— Data excerpts —
§ §
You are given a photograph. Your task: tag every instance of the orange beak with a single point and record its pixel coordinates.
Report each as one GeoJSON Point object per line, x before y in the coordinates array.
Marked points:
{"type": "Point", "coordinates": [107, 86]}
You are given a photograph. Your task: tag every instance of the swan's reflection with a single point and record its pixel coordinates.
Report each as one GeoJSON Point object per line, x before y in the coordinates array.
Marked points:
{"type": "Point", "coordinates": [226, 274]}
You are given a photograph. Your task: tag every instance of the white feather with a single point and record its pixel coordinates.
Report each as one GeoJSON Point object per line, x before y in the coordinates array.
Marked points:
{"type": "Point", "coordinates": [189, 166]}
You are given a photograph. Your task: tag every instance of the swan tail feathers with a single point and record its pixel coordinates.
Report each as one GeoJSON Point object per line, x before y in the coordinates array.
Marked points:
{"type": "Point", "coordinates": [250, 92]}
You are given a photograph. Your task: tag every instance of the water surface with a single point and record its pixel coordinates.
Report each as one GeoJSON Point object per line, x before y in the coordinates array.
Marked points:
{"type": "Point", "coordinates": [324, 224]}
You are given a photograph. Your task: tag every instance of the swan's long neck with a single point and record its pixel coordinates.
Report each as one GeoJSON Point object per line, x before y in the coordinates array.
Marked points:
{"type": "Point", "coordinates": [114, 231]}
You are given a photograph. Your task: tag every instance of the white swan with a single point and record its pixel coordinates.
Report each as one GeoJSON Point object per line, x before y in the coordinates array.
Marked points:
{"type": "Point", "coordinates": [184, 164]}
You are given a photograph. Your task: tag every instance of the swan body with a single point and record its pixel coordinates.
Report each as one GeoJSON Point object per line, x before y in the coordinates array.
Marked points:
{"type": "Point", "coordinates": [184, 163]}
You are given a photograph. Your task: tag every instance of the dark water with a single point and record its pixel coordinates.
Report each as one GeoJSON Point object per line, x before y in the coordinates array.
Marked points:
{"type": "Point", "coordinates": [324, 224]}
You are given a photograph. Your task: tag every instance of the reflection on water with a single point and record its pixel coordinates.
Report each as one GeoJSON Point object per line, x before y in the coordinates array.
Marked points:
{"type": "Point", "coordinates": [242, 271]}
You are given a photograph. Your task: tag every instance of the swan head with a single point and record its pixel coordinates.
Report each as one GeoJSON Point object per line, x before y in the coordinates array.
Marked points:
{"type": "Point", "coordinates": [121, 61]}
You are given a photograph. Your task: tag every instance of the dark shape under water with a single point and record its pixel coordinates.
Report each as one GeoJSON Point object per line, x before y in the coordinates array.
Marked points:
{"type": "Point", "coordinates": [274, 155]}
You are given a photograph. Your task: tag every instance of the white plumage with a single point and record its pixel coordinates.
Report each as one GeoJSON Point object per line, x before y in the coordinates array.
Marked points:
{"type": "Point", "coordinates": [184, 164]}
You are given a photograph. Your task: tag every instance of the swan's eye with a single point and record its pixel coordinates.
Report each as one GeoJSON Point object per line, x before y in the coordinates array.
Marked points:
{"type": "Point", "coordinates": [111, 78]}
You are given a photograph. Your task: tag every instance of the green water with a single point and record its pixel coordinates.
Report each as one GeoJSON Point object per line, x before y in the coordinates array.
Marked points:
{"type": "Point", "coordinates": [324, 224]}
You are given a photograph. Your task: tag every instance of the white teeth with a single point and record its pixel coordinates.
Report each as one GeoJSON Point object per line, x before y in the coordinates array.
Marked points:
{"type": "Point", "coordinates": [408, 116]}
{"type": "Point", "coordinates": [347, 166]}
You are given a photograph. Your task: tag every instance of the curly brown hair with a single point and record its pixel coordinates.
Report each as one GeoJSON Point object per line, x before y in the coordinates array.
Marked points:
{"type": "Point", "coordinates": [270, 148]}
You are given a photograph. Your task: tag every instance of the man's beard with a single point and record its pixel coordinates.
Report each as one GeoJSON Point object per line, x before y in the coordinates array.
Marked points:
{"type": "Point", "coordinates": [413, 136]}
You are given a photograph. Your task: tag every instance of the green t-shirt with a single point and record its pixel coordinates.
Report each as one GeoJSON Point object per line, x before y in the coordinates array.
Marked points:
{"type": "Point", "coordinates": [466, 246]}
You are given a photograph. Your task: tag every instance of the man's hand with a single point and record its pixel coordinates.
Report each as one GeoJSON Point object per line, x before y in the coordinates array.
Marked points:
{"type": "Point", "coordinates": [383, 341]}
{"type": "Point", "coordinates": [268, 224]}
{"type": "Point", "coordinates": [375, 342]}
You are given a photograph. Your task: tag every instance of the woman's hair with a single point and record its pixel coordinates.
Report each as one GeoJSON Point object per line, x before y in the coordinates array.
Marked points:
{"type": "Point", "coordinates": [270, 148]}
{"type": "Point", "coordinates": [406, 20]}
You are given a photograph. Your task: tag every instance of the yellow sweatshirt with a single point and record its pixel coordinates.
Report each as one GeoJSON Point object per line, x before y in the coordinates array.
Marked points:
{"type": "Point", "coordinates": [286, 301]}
§ §
Copy every line of the material, please, keeping it exactly the same.

— Reply —
You are given a photograph. Your task: tag every instance of the orange beak with a single point and record its pixel coordinates.
Report each as one GeoJSON Point object per line, x before y in the coordinates array.
Marked points:
{"type": "Point", "coordinates": [107, 86]}
You are given a photograph. Your task: tag every instance of the swan's reflection with a single point and record its pixel coordinates.
Report each as one GeoJSON Point object per line, x before y in the coordinates array.
Marked points:
{"type": "Point", "coordinates": [226, 274]}
You are given a photograph. Your task: tag every instance of the white feather with a single point and record its pixel coordinates.
Report each as one GeoJSON Point object per line, x before y in the coordinates array.
Marked points:
{"type": "Point", "coordinates": [189, 166]}
You are given a photograph. Your task: tag every instance of the swan tail feathers with a single point and record its pixel coordinates.
Report each as one GeoJSON Point object per line, x before y in the coordinates array.
Marked points:
{"type": "Point", "coordinates": [250, 92]}
You are given a photograph. Your task: tag every instance of the water surface with a single point and record its pixel coordinates.
Report each as one GeoJSON Point object per line, x before y in the coordinates array.
Marked points:
{"type": "Point", "coordinates": [324, 224]}
You are given a photograph. Your task: tag every instance of the swan's long neck with a single point and record its pixel coordinates.
Report each as one GeoJSON Point object per line, x before y in the coordinates array.
Marked points:
{"type": "Point", "coordinates": [114, 231]}
You are given a photograph. Your task: tag every instance of the white swan with a single point and record its pixel coordinates.
Report each as one GeoJSON Point object per line, x before y in the coordinates array.
Marked points:
{"type": "Point", "coordinates": [184, 164]}
You are given a photograph. Your task: tag every instance of the swan body with a single point and record its pixel coordinates.
Report each as one GeoJSON Point object per line, x before y in the coordinates array.
Marked points:
{"type": "Point", "coordinates": [184, 163]}
You are given a photograph. Your task: tag every instance of the dark water with a single point and record its pixel coordinates.
Report each as one GeoJSON Point object per line, x before y in the coordinates array.
Marked points:
{"type": "Point", "coordinates": [324, 224]}
You are given a photograph. Your task: tag every instance of the reflection on water with a single point and record its pixel coordinates.
Report each as one GeoJSON Point object per line, x before y in the coordinates array.
Marked points:
{"type": "Point", "coordinates": [242, 271]}
You are given a photograph. Your task: tag every instance of the swan head with a single point and record its pixel coordinates.
Report each as one GeoJSON Point object per line, x before y in the coordinates array.
Marked points:
{"type": "Point", "coordinates": [121, 61]}
You are given a photograph. Your task: tag every instance of the dark shape under water with a single point and record its pixel coordinates.
Report each as one GeoJSON Point object per line, x before y in the coordinates array.
Marked points:
{"type": "Point", "coordinates": [274, 155]}
You are given a photograph. Your task: tag every instance of the white plumage with a single point and record its pixel coordinates.
Report each as one GeoJSON Point object per line, x before y in the coordinates array.
Marked points:
{"type": "Point", "coordinates": [184, 164]}
You are given a photograph. Your task: tag every instance of the swan's eye with a single point and record its pixel coordinates.
Report each as one GeoJSON Point object per line, x before y in the coordinates array.
Marked points:
{"type": "Point", "coordinates": [111, 78]}
You are given a photograph. Your task: tag every instance of the green water with a single point and record its pixel coordinates.
Report each as one GeoJSON Point object per line, x before y in the coordinates array.
Marked points:
{"type": "Point", "coordinates": [324, 224]}
You are given a photograph. Your task: tag every instance of the white teeth with a single point and record its pixel coordinates.
Report each as one GeoJSON Point object per line, x before y in the coordinates array.
Marked points:
{"type": "Point", "coordinates": [408, 116]}
{"type": "Point", "coordinates": [347, 166]}
You are given a photograph. Your task: tag every instance of the curly brown hair with a single point and record its pixel coordinates.
Report each as one GeoJSON Point object per line, x before y in the coordinates array.
Marked points:
{"type": "Point", "coordinates": [270, 148]}
You are given a photograph. Your task: tag every instance of the man's beard with a single point and record its pixel coordinates.
Report each as one GeoJSON Point object per line, x before y in the coordinates array.
Marked points:
{"type": "Point", "coordinates": [413, 136]}
You are given a photograph. Your task: tag every instance of the green t-shirt with a single point and record its pixel coordinates.
Report each as one GeoJSON Point object per line, x before y in the coordinates array.
Marked points:
{"type": "Point", "coordinates": [466, 246]}
You are given a photograph. Your task: tag every instance of the man's hand with a single point and record its pixel coordinates.
Report each as one GeoJSON Point object per line, x before y in the coordinates array.
Marked points:
{"type": "Point", "coordinates": [383, 341]}
{"type": "Point", "coordinates": [268, 224]}
{"type": "Point", "coordinates": [375, 342]}
You are given a photograph. Your task: tag every instance of the woman's hair with a single point and record its pixel coordinates.
Report each as one GeoJSON Point object per line, x before y in the coordinates array.
Marked points:
{"type": "Point", "coordinates": [270, 148]}
{"type": "Point", "coordinates": [406, 20]}
You are given a photograph. Your task: tag every instance of the yellow sweatshirt with a single point and record its pixel coordinates.
Report each as one GeoJSON Point object per line, x before y in the coordinates array.
Marked points:
{"type": "Point", "coordinates": [286, 301]}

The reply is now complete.